### What is expected
Copy every line of the records below that contains the string "turquoise". Case counts.

### Stored rows
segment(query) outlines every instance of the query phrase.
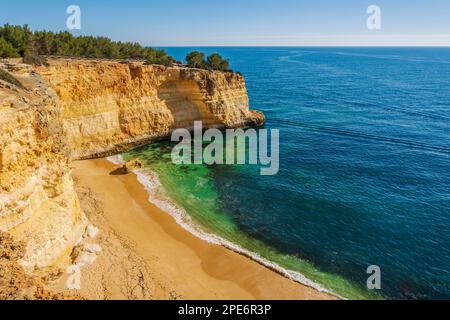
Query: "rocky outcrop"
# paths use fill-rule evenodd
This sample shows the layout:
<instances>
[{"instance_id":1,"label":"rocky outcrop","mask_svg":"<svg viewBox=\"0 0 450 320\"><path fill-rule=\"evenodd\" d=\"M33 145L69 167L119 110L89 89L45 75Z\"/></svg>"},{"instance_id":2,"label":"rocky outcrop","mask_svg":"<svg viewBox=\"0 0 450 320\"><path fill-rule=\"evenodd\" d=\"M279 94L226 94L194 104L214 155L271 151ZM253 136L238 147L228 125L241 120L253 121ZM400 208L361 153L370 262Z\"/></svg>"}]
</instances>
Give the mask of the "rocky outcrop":
<instances>
[{"instance_id":1,"label":"rocky outcrop","mask_svg":"<svg viewBox=\"0 0 450 320\"><path fill-rule=\"evenodd\" d=\"M6 67L24 88L0 81L0 232L26 244L26 271L57 268L86 227L57 97L29 66Z\"/></svg>"},{"instance_id":2,"label":"rocky outcrop","mask_svg":"<svg viewBox=\"0 0 450 320\"><path fill-rule=\"evenodd\" d=\"M176 128L261 125L233 73L115 61L0 63L0 232L28 273L66 266L88 221L70 161L128 150ZM13 78L11 78L11 76ZM17 81L18 82L17 82ZM2 244L0 243L0 246Z\"/></svg>"},{"instance_id":3,"label":"rocky outcrop","mask_svg":"<svg viewBox=\"0 0 450 320\"><path fill-rule=\"evenodd\" d=\"M92 158L167 138L176 128L260 125L243 77L115 61L50 60L39 72L59 97L69 157Z\"/></svg>"}]
</instances>

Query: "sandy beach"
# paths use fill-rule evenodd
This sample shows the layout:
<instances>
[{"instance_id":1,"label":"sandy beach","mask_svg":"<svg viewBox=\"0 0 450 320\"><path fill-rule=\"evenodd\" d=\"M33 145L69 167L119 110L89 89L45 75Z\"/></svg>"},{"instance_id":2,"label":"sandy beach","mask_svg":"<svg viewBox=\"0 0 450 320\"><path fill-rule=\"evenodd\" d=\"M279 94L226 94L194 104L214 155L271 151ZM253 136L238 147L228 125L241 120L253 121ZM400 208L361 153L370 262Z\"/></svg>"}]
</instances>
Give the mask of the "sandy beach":
<instances>
[{"instance_id":1,"label":"sandy beach","mask_svg":"<svg viewBox=\"0 0 450 320\"><path fill-rule=\"evenodd\" d=\"M102 252L81 271L87 299L334 299L179 226L148 201L134 174L105 159L77 161L81 205ZM63 277L52 289L66 291Z\"/></svg>"}]
</instances>

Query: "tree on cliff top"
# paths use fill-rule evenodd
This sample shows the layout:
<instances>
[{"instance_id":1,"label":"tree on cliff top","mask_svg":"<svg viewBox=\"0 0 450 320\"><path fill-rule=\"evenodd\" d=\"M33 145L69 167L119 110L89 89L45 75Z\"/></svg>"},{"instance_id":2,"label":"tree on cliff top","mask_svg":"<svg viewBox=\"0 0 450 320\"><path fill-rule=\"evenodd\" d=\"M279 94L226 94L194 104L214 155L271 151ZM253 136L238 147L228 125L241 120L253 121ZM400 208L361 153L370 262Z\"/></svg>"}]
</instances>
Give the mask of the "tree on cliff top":
<instances>
[{"instance_id":1,"label":"tree on cliff top","mask_svg":"<svg viewBox=\"0 0 450 320\"><path fill-rule=\"evenodd\" d=\"M0 38L0 58L18 58L20 57L16 49L3 38Z\"/></svg>"},{"instance_id":2,"label":"tree on cliff top","mask_svg":"<svg viewBox=\"0 0 450 320\"><path fill-rule=\"evenodd\" d=\"M222 58L218 53L213 53L205 61L205 54L199 51L192 51L186 56L188 66L191 68L201 68L207 70L231 71L230 63Z\"/></svg>"},{"instance_id":3,"label":"tree on cliff top","mask_svg":"<svg viewBox=\"0 0 450 320\"><path fill-rule=\"evenodd\" d=\"M230 71L230 63L227 59L222 58L222 56L218 53L213 53L210 55L206 63L212 70Z\"/></svg>"},{"instance_id":4,"label":"tree on cliff top","mask_svg":"<svg viewBox=\"0 0 450 320\"><path fill-rule=\"evenodd\" d=\"M12 48L12 50L11 50ZM172 65L164 50L146 48L138 43L116 42L106 37L79 36L70 32L35 31L25 26L0 26L2 58L20 55L49 55L106 59L141 59L151 64Z\"/></svg>"},{"instance_id":5,"label":"tree on cliff top","mask_svg":"<svg viewBox=\"0 0 450 320\"><path fill-rule=\"evenodd\" d=\"M192 51L186 56L186 61L191 68L203 68L205 66L205 54L199 51Z\"/></svg>"}]
</instances>

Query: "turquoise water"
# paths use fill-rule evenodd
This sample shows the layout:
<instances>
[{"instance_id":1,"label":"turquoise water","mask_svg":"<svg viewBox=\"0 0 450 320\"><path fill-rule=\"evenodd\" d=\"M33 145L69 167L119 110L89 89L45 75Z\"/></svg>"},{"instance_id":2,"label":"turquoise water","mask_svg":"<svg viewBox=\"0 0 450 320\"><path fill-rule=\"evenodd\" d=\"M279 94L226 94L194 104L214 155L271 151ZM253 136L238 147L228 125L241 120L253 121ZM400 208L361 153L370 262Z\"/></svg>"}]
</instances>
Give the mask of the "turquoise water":
<instances>
[{"instance_id":1,"label":"turquoise water","mask_svg":"<svg viewBox=\"0 0 450 320\"><path fill-rule=\"evenodd\" d=\"M176 166L170 143L125 157L208 231L342 296L450 298L450 49L201 50L228 57L280 129L279 174Z\"/></svg>"}]
</instances>

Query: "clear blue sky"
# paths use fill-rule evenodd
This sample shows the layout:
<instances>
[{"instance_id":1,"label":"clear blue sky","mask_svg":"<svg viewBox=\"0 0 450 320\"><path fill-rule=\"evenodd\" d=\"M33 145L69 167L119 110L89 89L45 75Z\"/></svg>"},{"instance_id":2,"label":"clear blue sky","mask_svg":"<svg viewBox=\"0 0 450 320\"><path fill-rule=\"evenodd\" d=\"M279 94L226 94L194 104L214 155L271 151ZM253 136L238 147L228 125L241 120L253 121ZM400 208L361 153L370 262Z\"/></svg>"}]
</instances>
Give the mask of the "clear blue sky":
<instances>
[{"instance_id":1,"label":"clear blue sky","mask_svg":"<svg viewBox=\"0 0 450 320\"><path fill-rule=\"evenodd\" d=\"M449 0L10 0L0 24L66 30L71 4L82 14L74 34L143 45L450 45ZM366 27L371 4L378 31Z\"/></svg>"}]
</instances>

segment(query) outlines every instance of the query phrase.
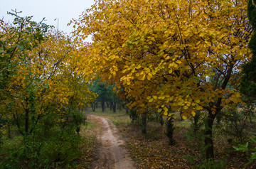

### Solved problem
Query: "turquoise water"
[{"instance_id":1,"label":"turquoise water","mask_svg":"<svg viewBox=\"0 0 450 320\"><path fill-rule=\"evenodd\" d=\"M33 145L69 167L119 110L89 89L45 75Z\"/></svg>"},{"instance_id":2,"label":"turquoise water","mask_svg":"<svg viewBox=\"0 0 450 320\"><path fill-rule=\"evenodd\" d=\"M279 94L226 94L194 104L214 155L271 151ZM253 136L238 147L228 125L241 120L253 121ZM400 208L361 153L370 262Z\"/></svg>"}]
Give the mask of the "turquoise water":
[{"instance_id":1,"label":"turquoise water","mask_svg":"<svg viewBox=\"0 0 450 320\"><path fill-rule=\"evenodd\" d=\"M176 166L170 143L125 157L208 231L342 296L450 298L450 49L201 50L228 57L280 129L279 174Z\"/></svg>"}]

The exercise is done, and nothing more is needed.